WORK TO BE COMPLETED >> Type out all the records once more, exactly.

EXTRACTED MATERIAL >>
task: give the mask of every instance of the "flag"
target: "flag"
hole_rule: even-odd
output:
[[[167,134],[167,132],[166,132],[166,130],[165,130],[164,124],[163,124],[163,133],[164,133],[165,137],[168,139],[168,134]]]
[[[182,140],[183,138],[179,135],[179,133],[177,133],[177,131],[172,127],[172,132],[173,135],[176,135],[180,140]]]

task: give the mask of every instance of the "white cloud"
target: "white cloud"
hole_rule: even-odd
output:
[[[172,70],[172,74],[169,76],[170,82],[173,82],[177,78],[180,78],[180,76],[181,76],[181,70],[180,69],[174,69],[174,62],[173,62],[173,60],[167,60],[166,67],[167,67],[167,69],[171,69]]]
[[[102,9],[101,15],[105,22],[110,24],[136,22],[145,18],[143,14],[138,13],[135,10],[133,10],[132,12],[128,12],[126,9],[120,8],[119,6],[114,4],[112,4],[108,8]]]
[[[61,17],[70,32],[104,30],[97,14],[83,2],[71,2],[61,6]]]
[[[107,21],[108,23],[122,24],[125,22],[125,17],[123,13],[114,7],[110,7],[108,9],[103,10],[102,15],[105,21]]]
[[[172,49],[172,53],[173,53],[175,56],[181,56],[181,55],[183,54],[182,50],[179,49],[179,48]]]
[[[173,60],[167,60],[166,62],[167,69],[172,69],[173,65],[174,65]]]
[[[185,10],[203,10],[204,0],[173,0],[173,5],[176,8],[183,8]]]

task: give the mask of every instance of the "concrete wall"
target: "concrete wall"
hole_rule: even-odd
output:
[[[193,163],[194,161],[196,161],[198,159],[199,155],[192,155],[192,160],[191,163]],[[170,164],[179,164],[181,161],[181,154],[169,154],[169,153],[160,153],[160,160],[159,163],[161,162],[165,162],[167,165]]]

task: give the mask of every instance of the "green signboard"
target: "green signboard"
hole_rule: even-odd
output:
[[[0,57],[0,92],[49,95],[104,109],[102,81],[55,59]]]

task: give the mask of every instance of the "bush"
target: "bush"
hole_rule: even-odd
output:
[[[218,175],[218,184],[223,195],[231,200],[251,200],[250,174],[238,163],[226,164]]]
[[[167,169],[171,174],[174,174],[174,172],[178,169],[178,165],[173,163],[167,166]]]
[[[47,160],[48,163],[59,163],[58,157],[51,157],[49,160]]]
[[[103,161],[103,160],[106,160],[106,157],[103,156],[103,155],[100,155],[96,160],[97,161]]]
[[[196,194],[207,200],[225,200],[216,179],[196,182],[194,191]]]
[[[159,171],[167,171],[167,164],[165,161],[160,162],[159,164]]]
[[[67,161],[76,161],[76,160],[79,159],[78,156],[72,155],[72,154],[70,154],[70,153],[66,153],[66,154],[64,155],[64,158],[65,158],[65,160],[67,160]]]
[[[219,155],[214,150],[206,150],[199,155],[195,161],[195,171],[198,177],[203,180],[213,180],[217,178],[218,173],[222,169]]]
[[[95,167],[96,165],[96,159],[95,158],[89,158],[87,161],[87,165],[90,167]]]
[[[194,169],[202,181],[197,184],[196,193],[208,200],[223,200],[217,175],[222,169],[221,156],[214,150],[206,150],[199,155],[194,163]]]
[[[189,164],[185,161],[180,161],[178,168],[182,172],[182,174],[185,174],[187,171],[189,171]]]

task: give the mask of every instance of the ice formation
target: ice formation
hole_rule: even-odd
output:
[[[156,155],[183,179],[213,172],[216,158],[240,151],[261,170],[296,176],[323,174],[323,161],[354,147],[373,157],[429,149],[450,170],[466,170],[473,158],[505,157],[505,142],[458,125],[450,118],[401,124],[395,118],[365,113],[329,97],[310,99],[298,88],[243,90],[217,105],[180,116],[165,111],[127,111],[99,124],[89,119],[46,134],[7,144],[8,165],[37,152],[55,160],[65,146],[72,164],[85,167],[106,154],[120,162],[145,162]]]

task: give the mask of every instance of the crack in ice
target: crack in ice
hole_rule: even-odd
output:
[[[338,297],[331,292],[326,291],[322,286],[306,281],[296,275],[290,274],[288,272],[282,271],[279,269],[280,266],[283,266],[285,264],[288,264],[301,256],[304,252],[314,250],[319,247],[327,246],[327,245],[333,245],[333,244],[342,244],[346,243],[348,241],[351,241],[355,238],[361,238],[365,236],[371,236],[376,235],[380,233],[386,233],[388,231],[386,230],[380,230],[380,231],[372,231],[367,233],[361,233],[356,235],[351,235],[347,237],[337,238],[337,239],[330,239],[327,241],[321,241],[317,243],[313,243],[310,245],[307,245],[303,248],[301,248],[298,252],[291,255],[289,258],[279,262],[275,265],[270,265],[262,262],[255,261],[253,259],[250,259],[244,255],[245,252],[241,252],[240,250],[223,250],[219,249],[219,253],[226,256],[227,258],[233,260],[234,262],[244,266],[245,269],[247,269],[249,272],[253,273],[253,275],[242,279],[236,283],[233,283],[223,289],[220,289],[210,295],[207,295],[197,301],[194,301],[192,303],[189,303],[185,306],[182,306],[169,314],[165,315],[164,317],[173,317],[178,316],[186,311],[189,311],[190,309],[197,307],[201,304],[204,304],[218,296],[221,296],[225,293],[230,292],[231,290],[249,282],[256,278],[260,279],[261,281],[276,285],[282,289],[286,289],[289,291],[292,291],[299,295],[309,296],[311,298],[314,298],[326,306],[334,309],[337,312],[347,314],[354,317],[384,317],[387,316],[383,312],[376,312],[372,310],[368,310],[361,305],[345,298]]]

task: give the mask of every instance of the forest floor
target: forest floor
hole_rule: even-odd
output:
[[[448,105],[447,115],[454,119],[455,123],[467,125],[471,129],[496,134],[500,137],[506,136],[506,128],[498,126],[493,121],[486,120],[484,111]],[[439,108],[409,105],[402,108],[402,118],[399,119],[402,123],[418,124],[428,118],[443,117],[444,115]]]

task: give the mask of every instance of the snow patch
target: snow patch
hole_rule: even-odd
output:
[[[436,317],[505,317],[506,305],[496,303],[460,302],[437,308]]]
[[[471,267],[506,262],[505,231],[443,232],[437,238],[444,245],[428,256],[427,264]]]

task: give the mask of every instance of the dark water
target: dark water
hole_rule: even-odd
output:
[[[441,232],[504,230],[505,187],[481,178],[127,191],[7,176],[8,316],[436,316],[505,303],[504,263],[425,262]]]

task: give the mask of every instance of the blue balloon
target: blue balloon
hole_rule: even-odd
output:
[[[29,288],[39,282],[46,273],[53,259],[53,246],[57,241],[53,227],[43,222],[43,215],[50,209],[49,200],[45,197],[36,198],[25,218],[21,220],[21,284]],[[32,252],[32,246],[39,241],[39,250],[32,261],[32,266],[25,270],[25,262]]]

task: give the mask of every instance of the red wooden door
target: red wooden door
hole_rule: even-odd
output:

RESPONSE >>
task: give the mask of every instance of the "flag"
target: "flag"
hole_rule: even-odd
output:
[[[167,134],[167,132],[166,132],[166,130],[165,130],[164,124],[163,124],[163,133],[164,133],[165,137],[168,139],[168,134]]]
[[[182,140],[183,138],[179,135],[179,133],[177,133],[177,131],[172,127],[172,132],[173,135],[176,135],[180,140]]]

task: give the mask of every instance of the "white cloud"
target: "white cloud"
hole_rule: even-odd
output:
[[[172,70],[172,74],[169,76],[170,82],[173,82],[177,78],[180,78],[180,76],[181,76],[181,70],[180,69],[174,69],[174,62],[173,62],[173,60],[167,60],[166,67],[167,67],[167,69],[171,69]]]
[[[102,9],[101,15],[105,22],[110,24],[136,22],[145,18],[143,14],[138,13],[135,10],[133,10],[132,12],[128,12],[126,9],[120,8],[119,6],[114,4],[112,4],[108,8]]]
[[[61,17],[70,32],[104,30],[97,14],[83,2],[71,2],[61,6]]]
[[[107,21],[108,23],[122,24],[125,22],[125,17],[123,13],[114,7],[110,7],[108,9],[103,10],[102,15],[105,21]]]
[[[172,49],[172,53],[173,53],[175,56],[181,56],[181,55],[183,54],[182,50],[179,49],[179,48]]]
[[[173,60],[167,60],[166,62],[167,69],[172,69],[173,65],[174,65]]]
[[[185,10],[203,10],[204,0],[173,0],[173,5],[176,8],[183,8]]]

task: give the mask of every instance of the "concrete wall"
target: "concrete wall"
hole_rule: even-odd
output:
[[[193,163],[194,161],[196,161],[198,159],[199,155],[192,155],[192,160],[191,163]],[[170,164],[179,164],[181,161],[181,154],[169,154],[169,153],[160,153],[160,160],[159,163],[161,162],[165,162],[167,165]]]

task: give the mask of every instance of the "green signboard"
target: "green signboard"
hole_rule: even-odd
output:
[[[0,57],[0,92],[49,95],[104,109],[102,81],[55,59]]]

task: give the mask of every instance of the "bush"
target: "bush"
hole_rule: even-odd
output:
[[[218,175],[218,184],[223,195],[231,200],[251,200],[250,174],[238,163],[226,164]]]
[[[167,169],[171,174],[174,174],[174,172],[178,169],[178,165],[173,163],[167,166]]]
[[[47,160],[48,163],[59,163],[58,157],[51,157],[49,160]]]
[[[103,161],[103,160],[106,160],[106,157],[103,156],[103,155],[100,155],[96,160],[97,161]]]
[[[196,194],[207,200],[225,200],[216,179],[196,182],[194,191]]]
[[[159,171],[167,171],[167,164],[165,161],[160,162],[159,164]]]
[[[67,161],[76,161],[76,160],[79,159],[78,156],[72,155],[72,154],[70,154],[70,153],[66,153],[66,154],[64,155],[64,158],[65,158],[65,160],[67,160]]]
[[[219,155],[214,150],[206,150],[199,155],[195,161],[195,171],[198,177],[203,180],[213,180],[217,178],[218,173],[222,169]]]
[[[95,167],[96,165],[96,159],[95,158],[89,158],[87,161],[87,165],[90,167]]]
[[[194,169],[202,181],[197,184],[196,193],[208,200],[223,200],[217,175],[222,169],[221,156],[214,150],[206,150],[199,155],[194,163]]]
[[[189,164],[185,161],[180,161],[178,168],[182,172],[182,174],[185,174],[187,171],[189,171]]]

task: give the mask of every instance of the ice formation
target: ice formation
hole_rule: even-odd
output:
[[[156,155],[183,179],[213,172],[216,158],[240,151],[261,170],[296,176],[323,174],[323,161],[354,147],[373,157],[429,149],[450,170],[466,170],[473,158],[505,157],[505,142],[458,125],[450,118],[401,124],[395,118],[365,113],[329,97],[310,99],[298,88],[243,90],[217,105],[180,116],[165,111],[127,111],[99,124],[89,119],[46,134],[7,144],[8,165],[37,152],[55,160],[65,146],[72,164],[85,167],[106,154],[120,162],[145,162]]]

task: give the mask of every instance of the crack in ice
target: crack in ice
hole_rule: even-odd
output:
[[[338,297],[331,292],[326,291],[322,286],[306,281],[296,275],[290,274],[288,272],[282,271],[279,269],[280,266],[283,266],[285,264],[288,264],[301,256],[304,252],[314,250],[319,247],[327,246],[327,245],[333,245],[333,244],[342,244],[346,243],[348,241],[351,241],[355,238],[361,238],[365,236],[371,236],[376,235],[380,233],[386,233],[388,231],[386,230],[380,230],[380,231],[372,231],[367,233],[361,233],[356,235],[351,235],[347,237],[337,238],[337,239],[330,239],[327,241],[321,241],[317,243],[313,243],[310,245],[307,245],[303,248],[301,248],[298,252],[291,255],[289,258],[279,262],[275,265],[270,265],[262,262],[255,261],[253,259],[250,259],[244,255],[245,252],[241,252],[240,250],[223,250],[219,249],[219,253],[226,256],[227,258],[233,260],[234,262],[244,266],[245,269],[247,269],[249,272],[253,273],[253,275],[242,279],[236,283],[233,283],[223,289],[220,289],[210,295],[207,295],[197,301],[194,301],[192,303],[189,303],[185,306],[182,306],[169,314],[165,315],[164,317],[173,317],[178,316],[186,311],[189,311],[190,309],[197,307],[201,304],[204,304],[218,296],[221,296],[225,293],[230,292],[231,290],[249,282],[256,278],[260,279],[261,281],[276,285],[282,289],[286,289],[289,291],[292,291],[299,295],[309,296],[311,298],[314,298],[326,306],[334,309],[337,312],[347,314],[354,317],[384,317],[387,316],[383,312],[376,312],[372,310],[368,310],[361,305],[345,298]]]

task: give the mask of every instance of the forest floor
target: forest floor
hole_rule: even-odd
output:
[[[448,105],[447,115],[454,119],[455,123],[467,125],[471,129],[496,134],[500,137],[506,136],[506,128],[498,126],[493,121],[486,120],[484,111]],[[439,108],[409,105],[402,108],[402,118],[399,119],[402,123],[418,124],[428,118],[443,117],[444,115]]]

task: give the mask of every instance of the snow patch
target: snow patch
hole_rule: even-odd
output:
[[[436,317],[505,317],[506,305],[496,303],[460,302],[437,308]]]
[[[471,267],[506,262],[505,231],[443,232],[437,238],[444,245],[428,256],[427,264]]]

task: give the mask of every instance of the dark water
target: dark water
hole_rule: even-odd
output:
[[[441,232],[504,230],[505,187],[481,178],[127,191],[7,176],[8,316],[436,316],[505,303],[504,263],[425,262]]]

task: give the mask of every instance of the blue balloon
target: blue balloon
hole_rule: even-odd
output:
[[[29,288],[39,282],[46,273],[53,259],[53,246],[57,241],[53,227],[43,222],[43,215],[50,209],[49,200],[45,197],[36,198],[25,218],[21,220],[21,284]],[[32,252],[32,246],[39,241],[39,250],[32,261],[32,266],[25,270],[25,262]]]

task: give the mask of every instance of the red wooden door
target: red wooden door
hole_rule: even-odd
output:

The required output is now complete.